WHAT IS NEEDED:
Rewrite the lines below, changing every occurrence of "integer pixel coordinates" to "whole-number pixel coordinates" and leaving all other text untouched.

SOURCE MATERIAL:
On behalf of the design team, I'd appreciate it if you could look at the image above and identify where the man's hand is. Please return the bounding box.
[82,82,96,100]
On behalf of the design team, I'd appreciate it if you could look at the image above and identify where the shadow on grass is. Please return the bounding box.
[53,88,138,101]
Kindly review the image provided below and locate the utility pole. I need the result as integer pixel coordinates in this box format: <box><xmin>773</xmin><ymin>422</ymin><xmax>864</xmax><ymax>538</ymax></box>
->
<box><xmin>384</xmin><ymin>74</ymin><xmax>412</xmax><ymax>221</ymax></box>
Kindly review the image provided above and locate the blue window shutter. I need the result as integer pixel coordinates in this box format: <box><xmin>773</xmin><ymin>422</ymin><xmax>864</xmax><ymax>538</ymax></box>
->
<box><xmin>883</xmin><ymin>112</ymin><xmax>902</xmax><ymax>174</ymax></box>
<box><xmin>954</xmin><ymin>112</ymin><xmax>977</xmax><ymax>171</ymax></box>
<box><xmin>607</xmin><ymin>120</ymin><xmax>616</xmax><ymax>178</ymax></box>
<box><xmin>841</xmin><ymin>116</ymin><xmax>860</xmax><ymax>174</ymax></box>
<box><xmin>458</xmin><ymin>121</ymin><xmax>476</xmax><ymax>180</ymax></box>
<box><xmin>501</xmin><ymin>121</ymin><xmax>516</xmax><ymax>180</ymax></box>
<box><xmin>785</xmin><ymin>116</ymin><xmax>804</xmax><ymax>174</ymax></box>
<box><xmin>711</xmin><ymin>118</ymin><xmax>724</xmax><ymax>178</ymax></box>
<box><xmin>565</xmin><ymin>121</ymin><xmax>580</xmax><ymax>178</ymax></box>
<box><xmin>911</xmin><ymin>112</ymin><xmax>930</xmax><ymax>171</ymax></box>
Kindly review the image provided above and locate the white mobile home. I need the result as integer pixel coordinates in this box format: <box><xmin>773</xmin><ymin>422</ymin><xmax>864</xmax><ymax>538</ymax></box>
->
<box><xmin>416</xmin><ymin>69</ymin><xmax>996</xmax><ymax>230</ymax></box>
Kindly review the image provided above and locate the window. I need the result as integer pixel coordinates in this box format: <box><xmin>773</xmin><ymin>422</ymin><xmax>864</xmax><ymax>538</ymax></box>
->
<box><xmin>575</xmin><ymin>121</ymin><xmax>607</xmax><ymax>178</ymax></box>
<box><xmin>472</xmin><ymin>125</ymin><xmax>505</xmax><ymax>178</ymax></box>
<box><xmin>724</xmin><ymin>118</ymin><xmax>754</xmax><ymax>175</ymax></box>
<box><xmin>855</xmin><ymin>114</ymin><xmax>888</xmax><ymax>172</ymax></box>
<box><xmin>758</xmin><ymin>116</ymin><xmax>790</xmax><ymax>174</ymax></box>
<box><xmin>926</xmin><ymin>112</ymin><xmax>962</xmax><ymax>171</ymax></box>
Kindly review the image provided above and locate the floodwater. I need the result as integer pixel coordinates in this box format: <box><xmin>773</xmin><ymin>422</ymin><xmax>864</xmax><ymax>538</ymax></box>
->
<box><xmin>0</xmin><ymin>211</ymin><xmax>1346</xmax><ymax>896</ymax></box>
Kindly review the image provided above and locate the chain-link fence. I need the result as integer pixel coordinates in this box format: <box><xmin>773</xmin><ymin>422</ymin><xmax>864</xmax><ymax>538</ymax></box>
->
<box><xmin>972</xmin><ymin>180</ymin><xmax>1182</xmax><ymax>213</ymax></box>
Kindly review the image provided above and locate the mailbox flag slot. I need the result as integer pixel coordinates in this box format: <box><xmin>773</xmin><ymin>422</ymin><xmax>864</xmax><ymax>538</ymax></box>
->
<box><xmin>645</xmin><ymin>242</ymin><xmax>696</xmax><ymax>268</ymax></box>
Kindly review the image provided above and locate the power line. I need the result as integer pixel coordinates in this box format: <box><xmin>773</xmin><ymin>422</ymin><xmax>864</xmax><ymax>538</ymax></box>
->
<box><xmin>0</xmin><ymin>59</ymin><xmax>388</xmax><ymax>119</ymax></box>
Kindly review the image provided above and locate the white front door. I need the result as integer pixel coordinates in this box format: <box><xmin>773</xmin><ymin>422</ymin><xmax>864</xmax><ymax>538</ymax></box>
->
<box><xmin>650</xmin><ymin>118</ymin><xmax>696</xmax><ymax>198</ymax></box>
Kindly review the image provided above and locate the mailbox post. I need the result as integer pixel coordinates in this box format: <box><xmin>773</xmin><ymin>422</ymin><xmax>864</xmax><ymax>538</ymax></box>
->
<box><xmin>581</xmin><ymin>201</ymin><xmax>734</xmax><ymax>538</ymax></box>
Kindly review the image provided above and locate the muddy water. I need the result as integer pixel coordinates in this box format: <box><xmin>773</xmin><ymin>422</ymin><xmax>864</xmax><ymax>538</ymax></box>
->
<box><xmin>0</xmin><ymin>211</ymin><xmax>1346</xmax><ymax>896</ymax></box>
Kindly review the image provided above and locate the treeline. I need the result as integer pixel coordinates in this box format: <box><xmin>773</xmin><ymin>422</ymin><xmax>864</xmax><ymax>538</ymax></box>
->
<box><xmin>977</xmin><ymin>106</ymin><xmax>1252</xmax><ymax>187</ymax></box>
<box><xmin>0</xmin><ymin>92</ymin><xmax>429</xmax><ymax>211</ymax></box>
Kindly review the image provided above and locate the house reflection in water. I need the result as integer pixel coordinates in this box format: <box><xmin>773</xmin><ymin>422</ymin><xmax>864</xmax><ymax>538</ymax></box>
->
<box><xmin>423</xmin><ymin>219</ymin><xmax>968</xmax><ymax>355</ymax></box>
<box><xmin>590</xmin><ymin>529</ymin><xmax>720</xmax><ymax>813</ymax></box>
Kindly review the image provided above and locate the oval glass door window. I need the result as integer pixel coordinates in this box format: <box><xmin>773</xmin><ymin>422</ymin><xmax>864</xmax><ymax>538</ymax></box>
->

ANSWER FOR THE TASK:
On behalf of the design team, I'd appreciate it if you could look at the image above and identify where the man's hand is. Please return the bounding box.
[82,82,96,100]
On behalf of the design team, I'd appreciate it if you could look at the image above and identify where the shadow on grass is. Please return the bounding box.
[53,88,138,101]
Kindly review the image provided below and locate the utility pole. I need the result as whole-number pixel coordinates in this box format: <box><xmin>773</xmin><ymin>422</ymin><xmax>864</xmax><ymax>538</ymax></box>
->
<box><xmin>384</xmin><ymin>74</ymin><xmax>412</xmax><ymax>221</ymax></box>
Kindly review the image provided above and locate the blue window shutter. I need the result as whole-number pixel coordinates in this box format: <box><xmin>773</xmin><ymin>422</ymin><xmax>864</xmax><ymax>538</ymax></box>
->
<box><xmin>883</xmin><ymin>112</ymin><xmax>902</xmax><ymax>174</ymax></box>
<box><xmin>954</xmin><ymin>112</ymin><xmax>977</xmax><ymax>171</ymax></box>
<box><xmin>607</xmin><ymin>120</ymin><xmax>616</xmax><ymax>178</ymax></box>
<box><xmin>841</xmin><ymin>116</ymin><xmax>860</xmax><ymax>174</ymax></box>
<box><xmin>458</xmin><ymin>121</ymin><xmax>476</xmax><ymax>180</ymax></box>
<box><xmin>501</xmin><ymin>121</ymin><xmax>516</xmax><ymax>180</ymax></box>
<box><xmin>785</xmin><ymin>116</ymin><xmax>804</xmax><ymax>174</ymax></box>
<box><xmin>711</xmin><ymin>118</ymin><xmax>724</xmax><ymax>178</ymax></box>
<box><xmin>565</xmin><ymin>121</ymin><xmax>580</xmax><ymax>178</ymax></box>
<box><xmin>911</xmin><ymin>112</ymin><xmax>930</xmax><ymax>171</ymax></box>
Kindly review the image provided above and locate the white mobile home. I need the result as whole-number pixel coordinates in this box format: <box><xmin>773</xmin><ymin>422</ymin><xmax>864</xmax><ymax>538</ymax></box>
->
<box><xmin>416</xmin><ymin>69</ymin><xmax>996</xmax><ymax>230</ymax></box>
Kindly review the image provided above and locate the window. I need the result as whole-number pixel coordinates in this box format: <box><xmin>773</xmin><ymin>422</ymin><xmax>864</xmax><ymax>538</ymax></box>
->
<box><xmin>575</xmin><ymin>121</ymin><xmax>607</xmax><ymax>178</ymax></box>
<box><xmin>472</xmin><ymin>125</ymin><xmax>505</xmax><ymax>178</ymax></box>
<box><xmin>724</xmin><ymin>118</ymin><xmax>754</xmax><ymax>175</ymax></box>
<box><xmin>855</xmin><ymin>114</ymin><xmax>888</xmax><ymax>172</ymax></box>
<box><xmin>758</xmin><ymin>116</ymin><xmax>790</xmax><ymax>174</ymax></box>
<box><xmin>926</xmin><ymin>112</ymin><xmax>962</xmax><ymax>171</ymax></box>
Kindly review the image provided above and locate the floodwater. I need the result as whole-number pixel coordinates in this box format: <box><xmin>773</xmin><ymin>422</ymin><xmax>864</xmax><ymax>538</ymax></box>
->
<box><xmin>0</xmin><ymin>211</ymin><xmax>1346</xmax><ymax>896</ymax></box>
Kindly review the image provided above and locate the chain-link fence. I need the result as whole-number pixel coordinates in this box format: <box><xmin>773</xmin><ymin>422</ymin><xmax>864</xmax><ymax>538</ymax></box>
->
<box><xmin>972</xmin><ymin>180</ymin><xmax>1182</xmax><ymax>213</ymax></box>
Kindly review the image provided above and locate the mailbox flag slot. I need the result as whole-number pixel coordinates in this box format: <box><xmin>773</xmin><ymin>422</ymin><xmax>864</xmax><ymax>538</ymax></box>
->
<box><xmin>645</xmin><ymin>242</ymin><xmax>696</xmax><ymax>268</ymax></box>
Kindly review the image provided above and locate the power line. I need the result as whole-number pixel coordinates in this box format: <box><xmin>773</xmin><ymin>422</ymin><xmax>864</xmax><ymax>538</ymax></box>
->
<box><xmin>0</xmin><ymin>59</ymin><xmax>388</xmax><ymax>119</ymax></box>
Kindly review the image provided above and locate the white front door. I need the result as whole-number pixel coordinates in this box format: <box><xmin>773</xmin><ymin>422</ymin><xmax>864</xmax><ymax>538</ymax></box>
->
<box><xmin>650</xmin><ymin>118</ymin><xmax>696</xmax><ymax>198</ymax></box>
Kindly review the image provided above and locate the mailbox post. I need the result as whole-number pixel coordinates in this box format: <box><xmin>773</xmin><ymin>422</ymin><xmax>864</xmax><ymax>538</ymax></box>
->
<box><xmin>581</xmin><ymin>201</ymin><xmax>734</xmax><ymax>538</ymax></box>
Kindly review the image provided above and locate the muddy water. I need the result as whole-number pixel coordinates in this box format: <box><xmin>773</xmin><ymin>422</ymin><xmax>864</xmax><ymax>538</ymax></box>
->
<box><xmin>0</xmin><ymin>211</ymin><xmax>1346</xmax><ymax>896</ymax></box>
Kindly review the image provided above and locate the treeline. I need the result as whole-number pixel coordinates in this box format: <box><xmin>773</xmin><ymin>422</ymin><xmax>864</xmax><ymax>538</ymax></box>
->
<box><xmin>977</xmin><ymin>106</ymin><xmax>1252</xmax><ymax>187</ymax></box>
<box><xmin>0</xmin><ymin>92</ymin><xmax>429</xmax><ymax>211</ymax></box>
Kindly review the image provided above and locate the house reflection in water. I need the result as whole-number pixel coordinates in this box format: <box><xmin>773</xmin><ymin>422</ymin><xmax>864</xmax><ymax>538</ymax></box>
->
<box><xmin>423</xmin><ymin>219</ymin><xmax>968</xmax><ymax>355</ymax></box>
<box><xmin>590</xmin><ymin>529</ymin><xmax>720</xmax><ymax>813</ymax></box>
Kindly review the image provided above and locate the oval glass door window. I need the result as whole-number pixel coordinates in this box format: <box><xmin>773</xmin><ymin>422</ymin><xmax>864</xmax><ymax>538</ymax></box>
->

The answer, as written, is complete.